No, that’s not quite true. There is a place where the excesses of seasonal music is not played – during worship in Episcopal and other Churches that value the rhythms and themes of the liturgical year! In these sanctuaries one’s head will not be filled filled with the kind of stuff that is piped into the elevator at the Macy’s, the I. Magnins, and the Walmarts of our land. There is a reason for that: A good Christmas is the climax of a peoples’ holy Advent, not the consequence of irrationally spent money induced by retailers and importers. If the managers of those industries had perfect control over the environment, they would want the weather to be chilly, but not too cold, just a little snow, but not too much, and lots of mood music. The mood music they can control.
The ambience of a pretty December is nice. But there is no surprise at what pastoral counselors tell us: that when the music begins to play the day after Thanksgiving, a spike in the incidents of stress among their clients follows. So maybe it’s a good idea to go to Church, and get away from the pre-holiday noise. We may not be buried under tons of rock like the miners were, but the brokenness of our human nature, disguised with the glitter of our vanity’s tinsel, can be just as oppressive in its own way — maybe even more so. It can distract us from the progress of the upward movement of our souls to the final consumation with the One who is the source of our eternal life.
The gift from Chile is infinitely better than what we get in a world that places such a high value on its material standard of living. The miners’ exodus unto salvation is the example of how their flesh and blood was exercised to make them them fit and ready for their return. They taught that salvation is more than anything humankind can do for itself, but it is something initiated by a God who loves us, and who expresses that love by inviting covenants with us for our cooperation with God and one another. The miners were ready to cooperate and receive the first user of the capsule, a rescue worker who made the opening descent.

···

ASSIGNMENT - According to the text on seasonal music and Advent, what do pastoral counselors report follows when the music begins playing the day after Thanksgiving? The lines that follow have no connection to the text above.

···

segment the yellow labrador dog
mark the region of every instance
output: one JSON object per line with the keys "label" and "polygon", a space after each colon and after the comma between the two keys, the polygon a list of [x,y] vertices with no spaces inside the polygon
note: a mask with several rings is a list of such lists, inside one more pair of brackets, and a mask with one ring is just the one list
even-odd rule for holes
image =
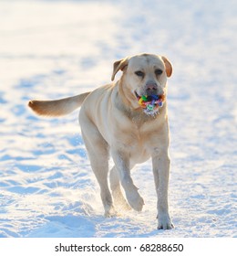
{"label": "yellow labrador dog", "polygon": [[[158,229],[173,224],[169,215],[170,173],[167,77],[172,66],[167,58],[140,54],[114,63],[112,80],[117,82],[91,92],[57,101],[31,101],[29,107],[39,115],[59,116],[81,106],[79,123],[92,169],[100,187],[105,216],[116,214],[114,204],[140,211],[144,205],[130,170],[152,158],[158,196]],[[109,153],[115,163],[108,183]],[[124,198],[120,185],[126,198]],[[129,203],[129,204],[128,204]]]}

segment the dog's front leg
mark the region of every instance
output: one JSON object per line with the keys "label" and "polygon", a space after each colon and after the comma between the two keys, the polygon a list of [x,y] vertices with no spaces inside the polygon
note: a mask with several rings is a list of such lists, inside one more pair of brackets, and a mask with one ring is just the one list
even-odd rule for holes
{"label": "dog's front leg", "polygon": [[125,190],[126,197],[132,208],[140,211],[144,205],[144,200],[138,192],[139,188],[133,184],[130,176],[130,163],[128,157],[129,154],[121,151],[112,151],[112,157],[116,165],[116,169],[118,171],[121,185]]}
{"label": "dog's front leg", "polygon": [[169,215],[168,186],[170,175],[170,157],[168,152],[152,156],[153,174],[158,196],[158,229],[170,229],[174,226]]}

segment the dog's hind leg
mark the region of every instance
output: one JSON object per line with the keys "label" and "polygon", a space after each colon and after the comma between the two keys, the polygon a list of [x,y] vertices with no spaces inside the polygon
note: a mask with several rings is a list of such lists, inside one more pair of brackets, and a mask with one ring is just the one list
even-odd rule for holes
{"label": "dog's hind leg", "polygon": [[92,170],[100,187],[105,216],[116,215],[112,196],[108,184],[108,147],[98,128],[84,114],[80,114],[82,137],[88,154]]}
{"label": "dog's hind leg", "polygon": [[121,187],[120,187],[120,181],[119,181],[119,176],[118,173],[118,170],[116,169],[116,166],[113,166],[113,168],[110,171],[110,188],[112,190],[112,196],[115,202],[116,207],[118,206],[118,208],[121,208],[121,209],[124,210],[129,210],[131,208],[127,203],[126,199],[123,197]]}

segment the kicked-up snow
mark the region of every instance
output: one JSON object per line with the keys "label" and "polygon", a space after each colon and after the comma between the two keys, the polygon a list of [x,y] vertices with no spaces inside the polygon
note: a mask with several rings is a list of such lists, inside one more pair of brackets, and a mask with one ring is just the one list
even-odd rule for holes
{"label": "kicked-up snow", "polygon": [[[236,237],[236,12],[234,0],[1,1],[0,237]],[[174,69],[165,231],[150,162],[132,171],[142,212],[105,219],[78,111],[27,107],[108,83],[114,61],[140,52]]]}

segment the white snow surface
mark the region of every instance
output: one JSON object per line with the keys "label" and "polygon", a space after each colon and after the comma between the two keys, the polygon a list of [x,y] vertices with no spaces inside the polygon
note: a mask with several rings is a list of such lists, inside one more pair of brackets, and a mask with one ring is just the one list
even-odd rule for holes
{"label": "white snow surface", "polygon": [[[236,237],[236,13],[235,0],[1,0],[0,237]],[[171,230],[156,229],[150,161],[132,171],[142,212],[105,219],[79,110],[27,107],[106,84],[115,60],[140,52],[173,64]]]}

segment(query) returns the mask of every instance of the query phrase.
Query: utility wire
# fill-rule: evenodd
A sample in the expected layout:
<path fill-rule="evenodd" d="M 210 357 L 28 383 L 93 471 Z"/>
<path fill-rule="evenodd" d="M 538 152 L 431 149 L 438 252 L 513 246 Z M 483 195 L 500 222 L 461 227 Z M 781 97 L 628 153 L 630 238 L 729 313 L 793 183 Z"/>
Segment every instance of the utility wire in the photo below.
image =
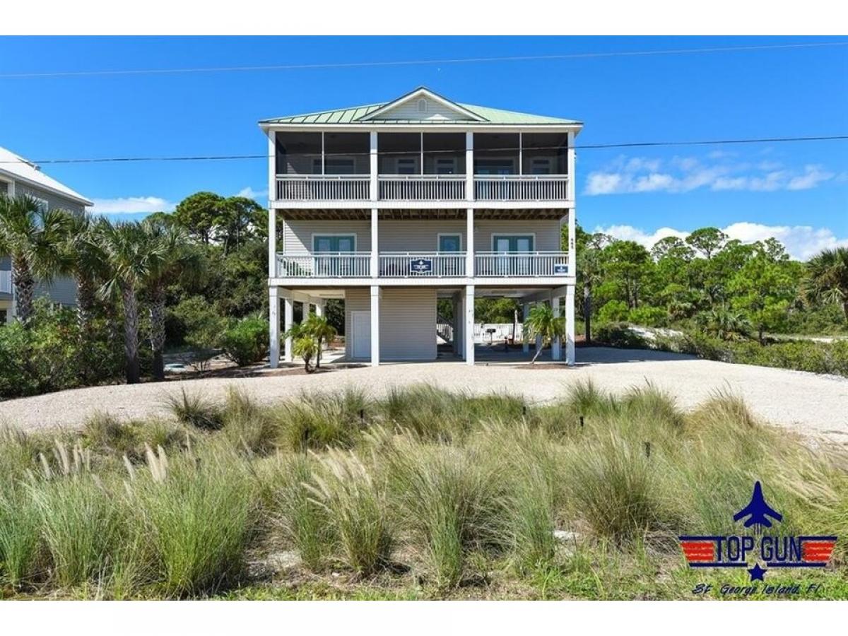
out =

···

FINISHED EXERCISE - A spike in incidents of stress among their clients follows.